- Passage provided:
QCTOOL v2

Assessing linkage disequilibrium

Computing LD metrics

The -compute-ld-with option can be used to compute LD metrics between the genotype data and a seperate set of genotype contained in a second file. E.g.:

$ qctool -g example.bgen -s example.sample -compute-ld-with second.bgen second.sample -old sqlite://ld.sqlite:LD

For each biallelic variant in example.bgen, and each biallelic variant in second.bgen, QCTOOL constructs the pairwise table of non-missing genotypes, uses an EM algorithm to resolve phase of the double heterozygotes, and then outputs the frequency of each haplotype and the D' and r² statistics. (Multiallelic variants are currently not handled.)

Note: to compute LD, samples are matched between datasets using the primary ID (the first column in the sample files) by default. To alter this, use the -match-sample-ids option. This is described further on the page on merging datasets.

Note: Currently LD output is always to a sqlite database file. In the above command, results are placed in the file ld.sqlite and in a table called LD; a convenience view, called LDView is also constructed. The simplest way to view that data is to use the sqlite3 command-line client (which is already installed on most linux systems by default). E.g. the command:

$ sqlite3 -csv -header ld.sqlite "SELECT * FROM LDView LIMIT 10"

Will list the first ten LD records in CSV format. The file can equally be accessed programmatically, for example using the sqlite3 module in python, or the RSQLite package in R. We may add flat file support in future.

Controlling what is output

Pairwise LD computation can generate a massive amount of data. To reduce this the -min-r2 and -max-ld-distance options can be used, e.g.

$ qctool -g example.bgen -s example.sample -compute-ld-with second.bgen second.sample -old sqlite://ld.sqlite:LD -min-r2 0.05 -max-ld-distance 1Mb

will output results only for variants estimated to have r² > 0.05, and within a megabase of each other. For the latter option, you can also specify distances in base pairs (e.g. -max-ld-distance 1000), in kilobases (e.g. -max-ld-distance 1kb), or in megabases as in the example above.

- Dataset entries:
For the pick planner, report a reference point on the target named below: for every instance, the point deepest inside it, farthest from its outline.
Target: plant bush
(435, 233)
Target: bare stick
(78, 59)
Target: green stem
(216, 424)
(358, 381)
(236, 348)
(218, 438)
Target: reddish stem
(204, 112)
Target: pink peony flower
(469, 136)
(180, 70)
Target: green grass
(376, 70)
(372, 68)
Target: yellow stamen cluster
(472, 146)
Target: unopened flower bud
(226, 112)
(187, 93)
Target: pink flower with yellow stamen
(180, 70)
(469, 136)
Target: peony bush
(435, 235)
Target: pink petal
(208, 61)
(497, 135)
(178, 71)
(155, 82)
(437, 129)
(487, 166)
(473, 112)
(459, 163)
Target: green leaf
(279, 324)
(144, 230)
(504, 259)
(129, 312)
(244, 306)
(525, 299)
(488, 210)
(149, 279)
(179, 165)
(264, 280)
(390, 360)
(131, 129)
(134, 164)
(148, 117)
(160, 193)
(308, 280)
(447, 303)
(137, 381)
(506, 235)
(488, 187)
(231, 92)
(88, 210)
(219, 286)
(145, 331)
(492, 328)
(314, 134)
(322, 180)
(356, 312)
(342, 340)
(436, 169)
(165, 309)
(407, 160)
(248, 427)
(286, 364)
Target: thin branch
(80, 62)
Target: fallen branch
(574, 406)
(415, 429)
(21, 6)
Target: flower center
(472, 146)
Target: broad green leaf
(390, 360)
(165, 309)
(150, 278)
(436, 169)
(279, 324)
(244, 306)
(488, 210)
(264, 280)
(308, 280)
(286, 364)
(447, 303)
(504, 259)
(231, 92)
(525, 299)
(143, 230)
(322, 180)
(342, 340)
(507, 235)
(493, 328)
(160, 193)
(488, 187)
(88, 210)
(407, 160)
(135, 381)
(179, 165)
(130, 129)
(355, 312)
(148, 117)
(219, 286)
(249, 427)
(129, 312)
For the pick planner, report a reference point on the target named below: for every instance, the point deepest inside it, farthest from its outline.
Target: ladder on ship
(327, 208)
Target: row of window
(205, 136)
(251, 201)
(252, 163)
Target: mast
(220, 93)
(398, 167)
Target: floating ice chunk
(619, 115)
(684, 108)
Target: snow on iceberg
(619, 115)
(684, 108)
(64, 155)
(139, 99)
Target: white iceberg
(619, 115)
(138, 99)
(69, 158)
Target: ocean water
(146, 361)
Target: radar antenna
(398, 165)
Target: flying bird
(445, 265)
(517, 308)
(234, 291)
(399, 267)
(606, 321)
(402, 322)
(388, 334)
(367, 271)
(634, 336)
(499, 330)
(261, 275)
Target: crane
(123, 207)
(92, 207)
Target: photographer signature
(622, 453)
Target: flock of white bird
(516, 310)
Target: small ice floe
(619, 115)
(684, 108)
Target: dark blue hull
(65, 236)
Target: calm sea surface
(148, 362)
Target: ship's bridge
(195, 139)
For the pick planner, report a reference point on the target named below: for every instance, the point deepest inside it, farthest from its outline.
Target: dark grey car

- Problem statement:
Extend the QCTOOL documentation on assessing linkage disequilibrium, starting after its last sentence. The items have nothing to do with what comes next.

- Task output:
Adjusting the degree of shrinkage

QCTOOL outputs shrinkage estimates of LD by default. Specifically, haplotype frequencies are estimated under a Dirichlet(x,x,x,x) prior, with x=1.25 by default; roughly speaking this is equivalent to adding a quarter of an observation of each of the four haplotypes to the data. Intuitively this corresponds to weak prior assumptions that 1: both variants are polymorphic and 2: there is at least some recombination between them.

The -prior-ld-weight option can be used to adjust the strength of this prior, e.g. the command

$ qctool -g example.bgen -s example.sample -compute-ld-with second.bgen second.sample -old sqlite://ld.sqlite:LD -ld-prior-weight <w>

estimates LD under a Dirichlet(1+w/4,1+w/4,1+w/4,1+w/4) prior; setting w=0 removes the prior altogether.

Stratifying LD computations across subsets

As for -snp-stats, the -stratify option tells QCTOOL to compute LD statistics stratified over subsets of the data. E.g. suppose the sample file contains a column called POP which reflects the population group of each sample. Then the command:

$ qctool -g example.bgen -s example.sample -compute-ld-with second.bgen second.sample -old sqlite://ld.sqlite:LD -stratify POP

will compute LD statistics for all pairs of variants in each population. Output columns will be named in the form POP=<level>:<variable>.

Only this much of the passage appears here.